--- Texte cité ---
"""

De palmarès en palmarès : et alors ?

politique cyclable,kremersDe palmarès en palmarès, méthodes et résultats. Encourager, ou permettre d'assouvir sa rancoeur ? Ce mois-ci Hans Kremers fait un tour dans ces événements médiatiques que sont les remises de prix à des communes, et s'interroge sur leur efficacité.

A l'occasion de la remise du prix à Den Bosch, un tour dans les prix et palmarès qui ne marchent pas, puis présentation de deux bons exemples. En France et en Europe.



> COMMENT METTRE EN AVANT LES BONNES VÉLOVILLES ? <

La notion du palmarès existe depuis longtemps pour plein de domaines, y compris évidemment pour les efforts des villes en matière de politique vélo. La méthode de fabrication des palmarès varie selon les pays. (image : Trophée du vélo, France)

Des prix comme des cadeaux
un petit tour dans les prix pas efficaces

-- Le palmarès allemand se base entièrement sur une grande enquête menée grâce aux cyclistes, invités à faire part de leur perception. Cette enquête était réalisée tous les deux ans conjointement par l'ADFC (qui regroupe les cyclistes au quotidien et les cyclotouristes) et le BUND (section allemande des Amis de la Terre) en partenariat avec le Ministère Fédéral de l'Environnement.
La dernière de ces enquêtes, qui a eu lieu en 2005, a vu le retour de ... 26 000 questionnaires comportant 22 questions dans lesquelles on demandait de noter 22 critères selon une grille allant de 1 (très bon) à 6 (mauvais)... Impressionnant, voire ... Monstrueux !
Cette méga-enquête s'est traduite par le classement de 142 villes allemandes en trois catégories : villes de moins de 100 000 habitants, villes entre 100 000 et 200 000 habitants, villes de plus de 200 000 habitants.

-- L’assemblée générale de la FUB (Fédération française des Usagers de la Bicyclette) décerne depuis la fin des années 90  à une collectivité le « Guidon d’or » pour récompenser des réalisations ou initiatives exemplaires et le « Clou rouillé » pour épingler ce qu’il ne faut pas faire. Cependant les « candidats » sont désignés par les associations membres et la décision se fait en une seule réunion.

"""

--- Exercices à traiter ---
1: D'après l'article sur les palmarès cyclables, combien de villes allemandes l'enquête de 2005 a-t-elle permis de classer ?
2: Indiquez si chacune des affirmations suivantes est conforme à l'article sur les palmarès cyclables, en répondant par oui ou par non et en citant les mots du texte qui le prouvent. (a) L'enquête allemande avait lieu chaque année. (b) La FUB décerne le « Clou rouillé » pour signaler ce qu'il ne faut pas faire. (c) Les candidats aux prix de la FUB sont choisis par un jury national.
3: Poursuivez l'article sur les palmarès cyclables à partir de sa dernière phrase.

--- Données fournies ---
"""

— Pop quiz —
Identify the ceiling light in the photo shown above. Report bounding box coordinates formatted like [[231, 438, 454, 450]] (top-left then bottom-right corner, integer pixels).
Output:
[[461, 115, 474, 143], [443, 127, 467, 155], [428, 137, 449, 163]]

"""

--- Réponses aux exercices ---
1: L'enquête a permis de classer 142 villes allemandes, réparties en trois catégories.

2:
(a) Non : « Cette enquête était réalisée tous les deux ans ».
(b) Oui : « le « Clou rouillé » pour épingler ce qu’il ne faut pas faire ».
(c) Non : « les « candidats » sont désignés par les associations membres ».

3:
-- Les trophées du vélo sont organisés par le Comité de Promotion du Vélo, créé en 2001, qui rassemble de nombreux acteurs du vélo en France. Ce concours intéressant est ouvert entre autres aux collectivités locales. Il ne s’agit cependant pas d’un palmarès consacré à l’intégralité de la politique cyclable puisque les candidats sont invités à concourir sur un thème particulier de leur politique.

-- Copenhagenize a sorti récemment son Palmarès mondial des « bicycle-friendly cities ». C’est avec sa propre sauce de 13 critères que cette  agence de communication danoise constitue le top 20 des meilleures villes cyclables en 2011.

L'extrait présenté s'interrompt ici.